To do:
Emit only the lines from the line containing "In this exercise you will find the blue" through the last line of the entries, unchanged.

Data for processing:
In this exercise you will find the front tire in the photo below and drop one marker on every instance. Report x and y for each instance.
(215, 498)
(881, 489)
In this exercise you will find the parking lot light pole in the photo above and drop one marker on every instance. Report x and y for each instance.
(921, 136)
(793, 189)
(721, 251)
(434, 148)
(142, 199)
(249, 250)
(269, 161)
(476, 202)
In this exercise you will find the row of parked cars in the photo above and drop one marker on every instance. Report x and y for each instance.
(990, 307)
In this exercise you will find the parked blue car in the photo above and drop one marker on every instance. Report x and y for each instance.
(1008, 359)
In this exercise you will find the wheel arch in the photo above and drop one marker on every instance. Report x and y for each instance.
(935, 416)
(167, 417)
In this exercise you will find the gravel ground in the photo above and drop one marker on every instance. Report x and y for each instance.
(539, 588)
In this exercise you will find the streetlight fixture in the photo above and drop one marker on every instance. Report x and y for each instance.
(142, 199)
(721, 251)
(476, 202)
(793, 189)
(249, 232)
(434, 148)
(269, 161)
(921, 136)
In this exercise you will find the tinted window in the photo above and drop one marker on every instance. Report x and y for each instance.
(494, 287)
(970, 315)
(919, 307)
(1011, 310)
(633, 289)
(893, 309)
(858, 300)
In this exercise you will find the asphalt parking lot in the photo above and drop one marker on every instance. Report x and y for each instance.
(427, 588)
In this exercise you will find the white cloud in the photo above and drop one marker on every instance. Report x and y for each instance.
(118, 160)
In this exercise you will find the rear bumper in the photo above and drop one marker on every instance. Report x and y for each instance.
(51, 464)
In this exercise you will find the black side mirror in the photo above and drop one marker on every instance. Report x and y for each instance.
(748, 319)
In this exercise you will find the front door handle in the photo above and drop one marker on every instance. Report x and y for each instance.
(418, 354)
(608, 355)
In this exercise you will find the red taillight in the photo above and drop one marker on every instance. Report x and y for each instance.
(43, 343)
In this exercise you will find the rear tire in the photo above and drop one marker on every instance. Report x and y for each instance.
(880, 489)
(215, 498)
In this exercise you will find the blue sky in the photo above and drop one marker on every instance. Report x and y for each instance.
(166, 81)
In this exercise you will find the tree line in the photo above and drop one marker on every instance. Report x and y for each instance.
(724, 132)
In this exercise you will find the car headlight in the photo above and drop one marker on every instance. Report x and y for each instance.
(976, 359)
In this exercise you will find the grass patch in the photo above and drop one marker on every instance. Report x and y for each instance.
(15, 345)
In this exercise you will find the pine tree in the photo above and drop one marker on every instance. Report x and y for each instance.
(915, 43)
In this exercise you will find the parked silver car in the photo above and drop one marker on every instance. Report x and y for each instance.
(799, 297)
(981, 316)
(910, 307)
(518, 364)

Solution to this exercise:
In this exercise you will find the blue sky in the photo above and drop one marker on every instance. Report x and y for each instance.
(166, 81)
In this exercise you will find the tree line in the photo above and drop one marker on every instance. Report x and y for each instance.
(724, 132)
In this exercise you will find the car headlight in the photo above and drop one marker on every instance. Report x and y for each instance.
(976, 359)
In this exercise you will find the grass patch in the photo above and drop one marker on every instance. Report x and y for each instance.
(15, 345)
In this exercise you will find the pine tree in the photo above and drop one marker on every instance. Report x and y for each instance.
(915, 43)
In this exercise you will find the parked silver car in the photo above and drop one marker on every instance. Report x and y for each instance.
(799, 297)
(981, 316)
(910, 307)
(518, 364)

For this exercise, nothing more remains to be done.